* DOCUMENT EXCERPT:
BEGIN

Intro. A light, quick, and simple adventure game. Similar in some respects to Talisman. You walk around and acquire weapons, gold, objects, followers, etc to increase your power, until you’re ready to confront the Pirate King and get Her Majesty’s ship back (the old lady’s pretty pissed off that her best ship-of-the-line has been stolen!).

Mechanics. Roll dice and move around a Monopoly-style game board. What you do on a turn depends on what kind of space you land on (there’s a wide variety – fight an opponent, draw a “Fortune Card”, hire soldiers, buy items, get treasure, etc). You pretty much roam around the board trying to get enough gold, followers, weapons, etc to be able to get the Queen’s ship back. The rules and mechanics are very straightforward. The fact that you’re more or less stuck on a specified track may be considered a drawback to some, but it could be considered a nice change of pace that allows you to focus on other aspects of the game.

Board and Bits. Like most of the recent Avalon Hill releases, the game is very nice looking. Cool plastic figures, gold coins, old-fashioned looking dice, pretty cool artwork. Components are of good quality, too.

END

* WORKING DATA:
BEGIN

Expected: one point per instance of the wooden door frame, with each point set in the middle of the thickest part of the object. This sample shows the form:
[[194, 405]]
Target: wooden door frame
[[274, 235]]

END
BEGIN

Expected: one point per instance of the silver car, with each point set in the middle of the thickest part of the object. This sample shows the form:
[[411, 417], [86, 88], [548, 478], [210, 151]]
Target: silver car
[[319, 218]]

END
BEGIN

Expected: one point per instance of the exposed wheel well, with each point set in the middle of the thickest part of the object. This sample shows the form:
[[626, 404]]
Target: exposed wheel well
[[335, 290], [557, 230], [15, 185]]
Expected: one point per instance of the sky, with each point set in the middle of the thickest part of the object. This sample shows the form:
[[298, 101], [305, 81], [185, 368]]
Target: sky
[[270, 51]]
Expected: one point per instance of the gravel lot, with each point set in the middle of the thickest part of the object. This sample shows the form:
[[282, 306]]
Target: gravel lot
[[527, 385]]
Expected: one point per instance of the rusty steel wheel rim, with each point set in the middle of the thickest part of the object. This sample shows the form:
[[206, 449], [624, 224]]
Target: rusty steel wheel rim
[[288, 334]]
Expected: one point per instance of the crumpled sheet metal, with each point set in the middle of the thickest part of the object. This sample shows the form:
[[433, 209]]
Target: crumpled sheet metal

END

* CHALLENGE A:
Repeat word for word the part of the board game review starting with "Mechanics. Roll dice" and going on through "good quality, too.".
* CHALLENGE B:
Shift every point coordinate in the answers up by 56, and write out again, requests included, the records starting with the line with "Expected: one point per instance of the exposed" and going on through the line with "Target: crumpled sheet metal". Give only those lines.

* RESULT A:
Mechanics. Roll dice and move around a Monopoly-style game board. What you do on a turn depends on what kind of space you land on (there’s a wide variety – fight an opponent, draw a “Fortune Card”, hire soldiers, buy items, get treasure, etc). You pretty much roam around the board trying to get enough gold, followers, weapons, etc to be able to get the Queen’s ship back. The rules and mechanics are very straightforward. The fact that you’re more or less stuck on a specified track may be considered a drawback to some, but it could be considered a nice change of pace that allows you to focus on other aspects of the game.

Board and Bits. Like most of the recent Avalon Hill releases, the game is very nice looking. Cool plastic figures, gold coins, old-fashioned looking dice, pretty cool artwork. Components are of good quality, too.

* RESULT B:
Expected: one point per instance of the exposed wheel well, with each point set in the middle of the thickest part of the object. This sample shows the form:
[[626, 404]]
Target: exposed wheel well
[[391, 346], [613, 286], [71, 241]]
Expected: one point per instance of the sky, with each point set in the middle of the thickest part of the object. This sample shows the form:
[[298, 101], [305, 81], [185, 368]]
Target: sky
[[326, 107]]
Expected: one point per instance of the gravel lot, with each point set in the middle of the thickest part of the object. This sample shows the form:
[[282, 306]]
Target: gravel lot
[[583, 441]]
Expected: one point per instance of the rusty steel wheel rim, with each point set in the middle of the thickest part of the object. This sample shows the form:
[[206, 449], [624, 224]]
Target: rusty steel wheel rim
[[344, 390]]
Expected: one point per instance of the crumpled sheet metal, with each point set in the middle of the thickest part of the object. This sample shows the form:
[[433, 209]]
Target: crumpled sheet metal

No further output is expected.